(GIVEN PASSAGE):
Queen-Anne's-Lace by William Carlos Williams |
Summary and Analysis
Queen-Anne's-Lace by William
Carlos William is unconventional in its theme and subverts the traditional idea
of 'female as flower' in the poem. The title comes from the name of a flower
that grows in open grassy fields, and being white, which is identified with the
image of female like vulnerable, tender, fragile, beautiful, and transient
flower.
But the poet refuses to
identify the female with flower and replaces it with the image of 'field'; the
woman is more like a field, creative or fertile and sustaining life. Another
thing the poet does in this poem is frankly (though not explicitly) confesses
his male desires related to the female body. The poem also rejects the
traditional idea of virginity, whiteness and piety. "Here is no question
of whiteness... a pious wish to whiteness gone over — or nothing". The
poet claims that the female body is not white like the white flower, but is
more like "a field/ of the wild carrot taking the field by force".
This image of a carrot is potentially sexual; and this is reinforced by the
'white desire' that the field evokes in the speaker. Poetry is a reign of the
desires, including that of the sun-poet. The restraints are gone, or they must
go. The Dionysian revelry with the field and female is not to be denied, for
there is nothing more natural than this ‘desire'. What is artificial is the
ideas imposed on the nature of things by our cultures.

[Coordinate annotation rows]
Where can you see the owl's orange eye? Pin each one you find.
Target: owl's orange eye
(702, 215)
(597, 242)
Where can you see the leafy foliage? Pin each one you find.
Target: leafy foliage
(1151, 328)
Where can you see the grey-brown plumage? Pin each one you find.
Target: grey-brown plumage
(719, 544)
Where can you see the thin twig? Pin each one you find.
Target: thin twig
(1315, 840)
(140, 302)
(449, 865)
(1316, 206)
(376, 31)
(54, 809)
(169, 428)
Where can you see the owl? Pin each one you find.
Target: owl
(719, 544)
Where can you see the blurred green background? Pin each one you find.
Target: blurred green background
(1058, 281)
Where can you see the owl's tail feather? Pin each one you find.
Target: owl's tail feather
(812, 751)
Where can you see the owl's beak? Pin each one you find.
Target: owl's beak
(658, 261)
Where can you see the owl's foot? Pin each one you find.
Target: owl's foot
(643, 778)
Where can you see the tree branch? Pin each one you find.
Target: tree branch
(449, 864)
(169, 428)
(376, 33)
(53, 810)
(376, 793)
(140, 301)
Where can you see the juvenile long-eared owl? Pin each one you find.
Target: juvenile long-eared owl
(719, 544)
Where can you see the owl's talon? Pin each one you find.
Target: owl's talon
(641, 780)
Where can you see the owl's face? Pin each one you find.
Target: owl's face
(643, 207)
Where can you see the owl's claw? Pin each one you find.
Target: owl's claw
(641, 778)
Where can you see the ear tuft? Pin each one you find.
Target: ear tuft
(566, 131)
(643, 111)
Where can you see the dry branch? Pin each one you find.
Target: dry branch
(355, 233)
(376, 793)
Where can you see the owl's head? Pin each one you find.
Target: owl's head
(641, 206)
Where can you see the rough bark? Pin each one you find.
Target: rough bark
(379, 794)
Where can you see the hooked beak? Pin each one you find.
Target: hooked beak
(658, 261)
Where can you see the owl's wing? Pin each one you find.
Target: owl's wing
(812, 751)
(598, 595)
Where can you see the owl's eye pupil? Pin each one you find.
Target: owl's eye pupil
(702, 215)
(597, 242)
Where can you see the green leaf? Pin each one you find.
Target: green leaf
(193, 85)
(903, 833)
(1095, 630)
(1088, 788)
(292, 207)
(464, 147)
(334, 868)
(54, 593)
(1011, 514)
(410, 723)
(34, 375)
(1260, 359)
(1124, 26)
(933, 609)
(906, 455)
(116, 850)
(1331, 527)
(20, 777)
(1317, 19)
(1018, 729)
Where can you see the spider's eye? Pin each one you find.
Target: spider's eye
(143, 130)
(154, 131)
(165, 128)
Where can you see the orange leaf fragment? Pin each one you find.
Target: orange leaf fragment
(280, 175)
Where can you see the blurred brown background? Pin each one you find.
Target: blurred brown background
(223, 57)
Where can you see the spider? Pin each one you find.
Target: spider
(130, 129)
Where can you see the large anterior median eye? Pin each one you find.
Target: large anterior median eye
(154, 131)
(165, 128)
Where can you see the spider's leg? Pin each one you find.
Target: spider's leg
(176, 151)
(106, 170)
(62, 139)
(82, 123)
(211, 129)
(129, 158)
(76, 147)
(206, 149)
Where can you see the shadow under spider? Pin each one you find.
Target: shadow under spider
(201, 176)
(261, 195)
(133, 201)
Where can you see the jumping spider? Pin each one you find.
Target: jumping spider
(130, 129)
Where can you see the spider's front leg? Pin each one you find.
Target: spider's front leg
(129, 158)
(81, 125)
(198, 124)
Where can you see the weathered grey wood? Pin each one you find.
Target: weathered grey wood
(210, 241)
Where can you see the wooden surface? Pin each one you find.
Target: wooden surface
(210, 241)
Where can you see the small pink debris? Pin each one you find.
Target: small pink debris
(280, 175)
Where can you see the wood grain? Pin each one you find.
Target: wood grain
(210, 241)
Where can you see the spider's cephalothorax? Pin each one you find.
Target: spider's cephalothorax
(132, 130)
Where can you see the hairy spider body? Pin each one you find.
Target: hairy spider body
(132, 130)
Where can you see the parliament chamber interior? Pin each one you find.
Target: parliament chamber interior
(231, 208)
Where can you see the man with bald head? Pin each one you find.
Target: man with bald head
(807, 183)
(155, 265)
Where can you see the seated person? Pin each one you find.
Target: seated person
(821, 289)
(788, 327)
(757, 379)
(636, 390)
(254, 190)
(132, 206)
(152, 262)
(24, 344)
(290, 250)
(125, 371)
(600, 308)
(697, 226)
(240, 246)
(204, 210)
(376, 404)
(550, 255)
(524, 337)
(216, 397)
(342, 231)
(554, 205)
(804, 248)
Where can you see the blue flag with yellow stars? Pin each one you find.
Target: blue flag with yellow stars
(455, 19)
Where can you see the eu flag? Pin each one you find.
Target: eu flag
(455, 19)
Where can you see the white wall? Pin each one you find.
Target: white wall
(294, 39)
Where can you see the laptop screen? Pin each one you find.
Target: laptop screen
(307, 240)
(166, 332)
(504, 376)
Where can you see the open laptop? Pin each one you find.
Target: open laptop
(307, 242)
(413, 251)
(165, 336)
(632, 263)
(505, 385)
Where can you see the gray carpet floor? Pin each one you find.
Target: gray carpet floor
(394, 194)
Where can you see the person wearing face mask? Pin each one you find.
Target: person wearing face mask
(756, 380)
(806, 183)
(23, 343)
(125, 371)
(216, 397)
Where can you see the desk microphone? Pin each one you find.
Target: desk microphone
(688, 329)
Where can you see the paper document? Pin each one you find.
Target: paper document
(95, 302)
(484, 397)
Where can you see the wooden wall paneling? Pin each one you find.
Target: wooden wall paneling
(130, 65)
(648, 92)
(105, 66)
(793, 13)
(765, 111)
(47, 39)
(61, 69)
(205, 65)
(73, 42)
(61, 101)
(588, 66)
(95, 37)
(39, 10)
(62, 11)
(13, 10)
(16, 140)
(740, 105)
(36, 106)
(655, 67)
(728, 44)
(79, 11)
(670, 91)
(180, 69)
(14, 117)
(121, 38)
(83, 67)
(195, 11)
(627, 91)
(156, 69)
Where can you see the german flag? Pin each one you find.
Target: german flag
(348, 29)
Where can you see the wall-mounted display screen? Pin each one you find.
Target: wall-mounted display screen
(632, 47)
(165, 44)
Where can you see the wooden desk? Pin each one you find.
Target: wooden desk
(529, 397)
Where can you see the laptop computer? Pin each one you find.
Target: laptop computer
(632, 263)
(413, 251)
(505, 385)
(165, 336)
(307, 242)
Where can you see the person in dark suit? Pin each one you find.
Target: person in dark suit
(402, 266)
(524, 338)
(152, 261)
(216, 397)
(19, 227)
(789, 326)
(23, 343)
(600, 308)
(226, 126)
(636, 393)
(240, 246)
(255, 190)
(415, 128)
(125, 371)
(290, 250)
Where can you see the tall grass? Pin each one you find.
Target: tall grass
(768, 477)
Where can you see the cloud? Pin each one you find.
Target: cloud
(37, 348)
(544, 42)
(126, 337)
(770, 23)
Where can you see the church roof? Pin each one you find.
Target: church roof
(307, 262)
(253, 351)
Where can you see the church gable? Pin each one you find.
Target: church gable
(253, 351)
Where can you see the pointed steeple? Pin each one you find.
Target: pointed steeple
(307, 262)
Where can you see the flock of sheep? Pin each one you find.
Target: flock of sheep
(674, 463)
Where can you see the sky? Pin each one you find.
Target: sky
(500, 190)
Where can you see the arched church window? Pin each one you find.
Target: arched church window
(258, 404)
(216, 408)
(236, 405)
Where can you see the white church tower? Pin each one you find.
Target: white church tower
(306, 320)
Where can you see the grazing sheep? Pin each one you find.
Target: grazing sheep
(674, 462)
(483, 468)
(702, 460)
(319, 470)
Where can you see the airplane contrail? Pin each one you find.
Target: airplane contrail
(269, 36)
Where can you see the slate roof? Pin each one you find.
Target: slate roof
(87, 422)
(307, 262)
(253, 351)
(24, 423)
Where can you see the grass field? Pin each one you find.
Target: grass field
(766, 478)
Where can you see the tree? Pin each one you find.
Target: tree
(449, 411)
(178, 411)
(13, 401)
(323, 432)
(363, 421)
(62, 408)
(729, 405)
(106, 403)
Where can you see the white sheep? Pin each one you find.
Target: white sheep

(PROBLEMS):
- a) In the analysis of Queen-Anne's-Lace, what image does the poet use in place of the flower to represent the woman?
- b) Update the analysis of Queen-Anne's-Lace starting with "This image of" and going on through "by our cultures.", with "revelry" replaced by "celebration".

(TASK-BY-TASK ANSWERS):
- a) The image of a field.

- b)
This image of a carrot is potentially sexual; and this is reinforced by the
'white desire' that the field evokes in the speaker. Poetry is a reign of the
desires, including that of the sun-poet. The restraints are gone, or they must
go. The Dionysian celebration with the field and female is not to be denied, for
there is nothing more natural than this ‘desire'. What is artificial is the
ideas imposed on the nature of things by our cultures.